What you will do: Copy every line of the entries below word for word, but leave out the pictures.

Object detection data

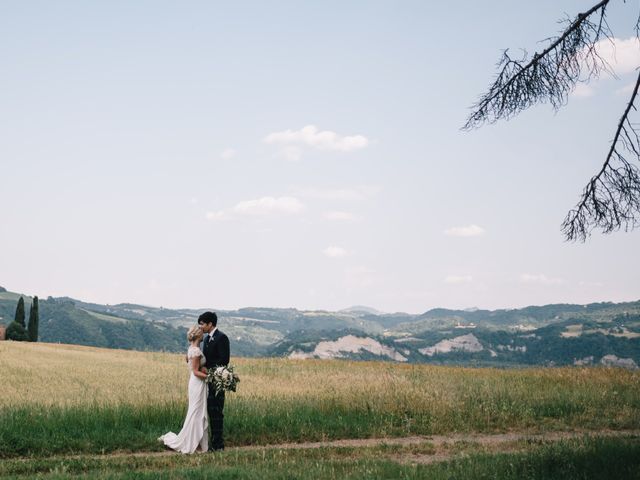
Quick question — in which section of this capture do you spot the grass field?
[0,342,640,478]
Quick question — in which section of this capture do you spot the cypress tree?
[15,297,26,328]
[29,296,40,342]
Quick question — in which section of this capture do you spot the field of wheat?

Full output:
Quick question — in which section of this capture do you spot the grass field?
[0,342,640,478]
Quick question — in which section of this capture do you spot the cypress tree?
[15,297,26,328]
[29,296,40,342]
Quick question — in which section of this capture do you spot the field of wheat?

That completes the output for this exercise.